● **Exercise requirements**:
Search the records for the word "trunk". Copy every line where it appears.

Provided entries: Begin

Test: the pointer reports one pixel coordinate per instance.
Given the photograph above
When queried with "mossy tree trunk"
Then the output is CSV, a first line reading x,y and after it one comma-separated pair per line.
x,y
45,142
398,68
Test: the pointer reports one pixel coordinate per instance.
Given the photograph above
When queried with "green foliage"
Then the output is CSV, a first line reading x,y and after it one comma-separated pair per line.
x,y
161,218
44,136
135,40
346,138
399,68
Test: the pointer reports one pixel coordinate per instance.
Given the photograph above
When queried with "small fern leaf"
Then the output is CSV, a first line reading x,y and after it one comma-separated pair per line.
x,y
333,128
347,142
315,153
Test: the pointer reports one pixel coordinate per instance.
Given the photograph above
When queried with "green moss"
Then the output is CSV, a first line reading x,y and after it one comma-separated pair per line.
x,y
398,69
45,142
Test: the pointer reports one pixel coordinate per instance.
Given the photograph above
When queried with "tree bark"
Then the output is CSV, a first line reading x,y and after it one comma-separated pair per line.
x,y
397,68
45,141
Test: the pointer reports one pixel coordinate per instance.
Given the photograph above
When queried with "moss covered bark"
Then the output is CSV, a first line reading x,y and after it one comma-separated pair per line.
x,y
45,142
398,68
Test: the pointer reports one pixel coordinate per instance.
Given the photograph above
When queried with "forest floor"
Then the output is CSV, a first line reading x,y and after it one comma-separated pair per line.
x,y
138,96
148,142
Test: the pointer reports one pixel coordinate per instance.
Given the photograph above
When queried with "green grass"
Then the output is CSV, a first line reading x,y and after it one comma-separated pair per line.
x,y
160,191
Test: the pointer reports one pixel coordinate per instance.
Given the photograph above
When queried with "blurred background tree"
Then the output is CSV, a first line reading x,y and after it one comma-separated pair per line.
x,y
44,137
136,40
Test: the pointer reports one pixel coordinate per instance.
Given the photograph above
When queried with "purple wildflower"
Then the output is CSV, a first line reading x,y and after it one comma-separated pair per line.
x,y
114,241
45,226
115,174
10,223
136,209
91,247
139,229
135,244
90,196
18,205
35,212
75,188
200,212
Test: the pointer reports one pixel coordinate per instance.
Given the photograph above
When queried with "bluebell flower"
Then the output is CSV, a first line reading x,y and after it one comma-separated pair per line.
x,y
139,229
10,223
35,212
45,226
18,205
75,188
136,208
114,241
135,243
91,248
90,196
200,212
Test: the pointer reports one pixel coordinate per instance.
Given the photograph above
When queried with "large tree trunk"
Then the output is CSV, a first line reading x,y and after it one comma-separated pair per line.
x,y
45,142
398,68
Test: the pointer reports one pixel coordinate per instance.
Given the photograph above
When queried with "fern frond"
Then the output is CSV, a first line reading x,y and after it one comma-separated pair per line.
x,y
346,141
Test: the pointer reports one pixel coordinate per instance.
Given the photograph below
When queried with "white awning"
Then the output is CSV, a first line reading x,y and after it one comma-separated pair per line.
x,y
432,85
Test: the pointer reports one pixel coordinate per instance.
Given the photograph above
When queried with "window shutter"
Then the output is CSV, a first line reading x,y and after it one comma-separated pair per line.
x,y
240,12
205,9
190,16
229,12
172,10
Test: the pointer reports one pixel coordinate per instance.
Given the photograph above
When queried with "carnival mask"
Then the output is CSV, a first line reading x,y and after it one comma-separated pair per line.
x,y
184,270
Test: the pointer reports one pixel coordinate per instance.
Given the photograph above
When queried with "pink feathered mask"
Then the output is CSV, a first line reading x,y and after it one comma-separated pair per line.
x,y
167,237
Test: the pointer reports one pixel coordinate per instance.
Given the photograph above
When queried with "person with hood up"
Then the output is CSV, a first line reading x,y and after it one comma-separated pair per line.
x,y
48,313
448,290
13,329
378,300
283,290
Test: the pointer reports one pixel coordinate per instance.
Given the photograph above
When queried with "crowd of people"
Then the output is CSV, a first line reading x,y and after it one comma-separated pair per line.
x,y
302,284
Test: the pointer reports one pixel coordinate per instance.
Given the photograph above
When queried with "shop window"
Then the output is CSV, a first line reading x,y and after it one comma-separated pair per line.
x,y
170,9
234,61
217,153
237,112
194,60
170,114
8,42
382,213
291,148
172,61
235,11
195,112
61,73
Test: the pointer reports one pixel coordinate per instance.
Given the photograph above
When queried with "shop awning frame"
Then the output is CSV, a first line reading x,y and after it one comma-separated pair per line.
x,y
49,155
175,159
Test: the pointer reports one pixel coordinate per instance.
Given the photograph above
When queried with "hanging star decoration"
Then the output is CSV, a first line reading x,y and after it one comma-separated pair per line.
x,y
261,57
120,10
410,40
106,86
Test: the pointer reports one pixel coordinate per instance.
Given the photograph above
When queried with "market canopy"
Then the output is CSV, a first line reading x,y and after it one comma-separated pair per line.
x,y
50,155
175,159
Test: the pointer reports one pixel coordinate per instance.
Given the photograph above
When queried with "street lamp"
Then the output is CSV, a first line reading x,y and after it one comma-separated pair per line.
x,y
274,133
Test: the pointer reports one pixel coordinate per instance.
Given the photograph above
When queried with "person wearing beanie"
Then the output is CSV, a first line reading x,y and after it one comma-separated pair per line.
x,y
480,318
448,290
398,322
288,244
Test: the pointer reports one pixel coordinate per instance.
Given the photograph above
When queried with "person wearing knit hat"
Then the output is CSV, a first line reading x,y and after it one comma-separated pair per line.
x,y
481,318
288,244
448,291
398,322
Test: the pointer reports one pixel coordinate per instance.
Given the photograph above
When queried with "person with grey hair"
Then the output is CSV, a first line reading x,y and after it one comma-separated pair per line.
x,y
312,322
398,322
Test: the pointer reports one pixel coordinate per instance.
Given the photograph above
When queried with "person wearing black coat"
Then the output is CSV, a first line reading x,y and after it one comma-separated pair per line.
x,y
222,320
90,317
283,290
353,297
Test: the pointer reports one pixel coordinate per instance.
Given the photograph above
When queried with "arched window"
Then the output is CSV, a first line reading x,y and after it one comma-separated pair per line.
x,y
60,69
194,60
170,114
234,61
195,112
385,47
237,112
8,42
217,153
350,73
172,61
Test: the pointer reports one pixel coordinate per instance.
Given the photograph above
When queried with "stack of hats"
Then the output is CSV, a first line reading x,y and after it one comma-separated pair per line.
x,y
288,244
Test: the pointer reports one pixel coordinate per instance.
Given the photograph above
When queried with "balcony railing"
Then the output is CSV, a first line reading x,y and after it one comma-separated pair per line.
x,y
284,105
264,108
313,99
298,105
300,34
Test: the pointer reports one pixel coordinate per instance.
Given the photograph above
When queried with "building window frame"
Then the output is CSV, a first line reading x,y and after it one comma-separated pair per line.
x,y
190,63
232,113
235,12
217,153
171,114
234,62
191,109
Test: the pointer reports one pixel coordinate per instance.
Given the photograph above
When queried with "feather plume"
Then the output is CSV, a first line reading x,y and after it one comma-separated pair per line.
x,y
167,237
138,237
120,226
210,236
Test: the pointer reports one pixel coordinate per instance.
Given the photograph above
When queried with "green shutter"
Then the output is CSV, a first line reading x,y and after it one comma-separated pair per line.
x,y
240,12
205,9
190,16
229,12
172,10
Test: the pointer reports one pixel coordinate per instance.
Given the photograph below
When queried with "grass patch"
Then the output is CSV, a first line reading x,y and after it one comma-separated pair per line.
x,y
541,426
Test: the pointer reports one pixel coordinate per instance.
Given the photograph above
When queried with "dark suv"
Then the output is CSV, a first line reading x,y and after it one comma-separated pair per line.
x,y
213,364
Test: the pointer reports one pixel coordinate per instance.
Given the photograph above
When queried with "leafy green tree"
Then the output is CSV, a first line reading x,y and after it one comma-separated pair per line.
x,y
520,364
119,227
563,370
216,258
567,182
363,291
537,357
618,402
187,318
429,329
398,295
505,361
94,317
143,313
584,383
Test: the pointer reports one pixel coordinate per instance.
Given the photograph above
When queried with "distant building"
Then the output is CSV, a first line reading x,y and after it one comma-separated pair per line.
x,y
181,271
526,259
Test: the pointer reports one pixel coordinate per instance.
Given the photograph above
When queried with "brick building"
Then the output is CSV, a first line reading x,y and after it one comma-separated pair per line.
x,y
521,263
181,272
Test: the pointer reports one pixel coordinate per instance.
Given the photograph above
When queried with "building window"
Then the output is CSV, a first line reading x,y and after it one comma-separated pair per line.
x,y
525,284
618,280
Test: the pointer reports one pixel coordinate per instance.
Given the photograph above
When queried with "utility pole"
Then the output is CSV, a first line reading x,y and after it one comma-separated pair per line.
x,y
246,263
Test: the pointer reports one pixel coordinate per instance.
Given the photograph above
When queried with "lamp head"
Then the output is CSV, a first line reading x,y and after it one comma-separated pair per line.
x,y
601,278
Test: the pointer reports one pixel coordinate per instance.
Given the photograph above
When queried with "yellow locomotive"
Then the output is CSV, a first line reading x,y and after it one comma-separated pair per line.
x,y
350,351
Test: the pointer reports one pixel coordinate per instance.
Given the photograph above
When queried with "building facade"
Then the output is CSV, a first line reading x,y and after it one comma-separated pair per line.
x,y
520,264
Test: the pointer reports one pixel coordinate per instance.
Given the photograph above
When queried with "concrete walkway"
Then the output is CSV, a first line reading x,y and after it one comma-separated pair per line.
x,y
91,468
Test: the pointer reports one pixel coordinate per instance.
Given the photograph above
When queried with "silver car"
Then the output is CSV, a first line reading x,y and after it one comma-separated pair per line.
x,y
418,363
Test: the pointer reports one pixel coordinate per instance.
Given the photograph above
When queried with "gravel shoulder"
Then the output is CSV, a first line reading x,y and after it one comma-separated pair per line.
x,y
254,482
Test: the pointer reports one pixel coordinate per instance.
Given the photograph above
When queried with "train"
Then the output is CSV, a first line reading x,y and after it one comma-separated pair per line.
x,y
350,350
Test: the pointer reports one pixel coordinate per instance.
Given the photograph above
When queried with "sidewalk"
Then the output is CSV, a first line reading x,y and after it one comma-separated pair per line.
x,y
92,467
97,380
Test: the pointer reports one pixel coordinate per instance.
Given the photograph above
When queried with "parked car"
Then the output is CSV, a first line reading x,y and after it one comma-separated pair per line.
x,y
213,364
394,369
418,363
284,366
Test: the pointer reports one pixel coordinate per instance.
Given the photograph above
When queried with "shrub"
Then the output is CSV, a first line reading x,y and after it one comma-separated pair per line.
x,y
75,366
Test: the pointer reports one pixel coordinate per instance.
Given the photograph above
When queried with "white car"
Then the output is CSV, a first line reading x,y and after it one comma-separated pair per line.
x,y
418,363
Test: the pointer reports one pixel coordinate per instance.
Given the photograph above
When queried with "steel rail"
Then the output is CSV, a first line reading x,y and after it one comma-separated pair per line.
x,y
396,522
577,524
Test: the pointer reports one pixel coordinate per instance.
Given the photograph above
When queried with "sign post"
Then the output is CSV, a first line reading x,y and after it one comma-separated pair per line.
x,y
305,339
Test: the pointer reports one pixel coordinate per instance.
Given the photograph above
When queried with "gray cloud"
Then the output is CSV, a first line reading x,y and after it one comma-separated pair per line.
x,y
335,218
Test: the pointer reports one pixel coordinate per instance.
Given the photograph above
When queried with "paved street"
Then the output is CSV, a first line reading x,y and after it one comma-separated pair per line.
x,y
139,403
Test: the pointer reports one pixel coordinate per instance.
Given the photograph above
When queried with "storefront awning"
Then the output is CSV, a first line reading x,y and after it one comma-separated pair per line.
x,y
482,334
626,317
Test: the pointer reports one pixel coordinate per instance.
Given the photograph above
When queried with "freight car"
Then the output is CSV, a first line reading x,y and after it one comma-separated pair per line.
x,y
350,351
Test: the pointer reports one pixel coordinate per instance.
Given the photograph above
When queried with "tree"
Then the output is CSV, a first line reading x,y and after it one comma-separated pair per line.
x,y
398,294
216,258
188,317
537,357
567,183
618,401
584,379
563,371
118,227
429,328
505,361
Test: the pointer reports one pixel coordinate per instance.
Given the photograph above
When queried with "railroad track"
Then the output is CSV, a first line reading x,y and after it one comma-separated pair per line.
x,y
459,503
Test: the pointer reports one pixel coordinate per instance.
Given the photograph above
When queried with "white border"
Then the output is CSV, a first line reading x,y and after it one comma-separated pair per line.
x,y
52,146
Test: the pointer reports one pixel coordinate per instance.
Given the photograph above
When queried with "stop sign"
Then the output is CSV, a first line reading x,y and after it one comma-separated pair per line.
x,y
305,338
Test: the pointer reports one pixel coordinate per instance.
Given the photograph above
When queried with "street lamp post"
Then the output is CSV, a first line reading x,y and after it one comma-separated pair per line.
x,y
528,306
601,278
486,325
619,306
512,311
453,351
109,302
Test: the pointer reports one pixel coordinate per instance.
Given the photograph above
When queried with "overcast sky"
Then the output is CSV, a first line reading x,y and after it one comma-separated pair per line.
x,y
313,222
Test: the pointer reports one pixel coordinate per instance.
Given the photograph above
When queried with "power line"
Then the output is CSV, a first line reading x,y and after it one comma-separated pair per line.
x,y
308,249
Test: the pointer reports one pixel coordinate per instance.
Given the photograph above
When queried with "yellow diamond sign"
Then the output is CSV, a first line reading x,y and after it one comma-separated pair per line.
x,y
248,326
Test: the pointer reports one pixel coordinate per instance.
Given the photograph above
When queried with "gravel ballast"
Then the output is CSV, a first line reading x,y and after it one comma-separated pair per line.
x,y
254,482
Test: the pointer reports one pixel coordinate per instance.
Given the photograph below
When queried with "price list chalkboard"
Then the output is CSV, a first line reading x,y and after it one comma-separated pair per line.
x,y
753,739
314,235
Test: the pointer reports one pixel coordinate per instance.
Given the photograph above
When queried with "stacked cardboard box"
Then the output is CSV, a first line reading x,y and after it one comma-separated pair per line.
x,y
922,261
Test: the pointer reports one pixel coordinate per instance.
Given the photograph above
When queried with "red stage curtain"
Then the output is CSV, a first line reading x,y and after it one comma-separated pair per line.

Provided entries: End

● **Exercise solution**:
When queried with "mossy tree trunk"
When queried with "large tree trunk"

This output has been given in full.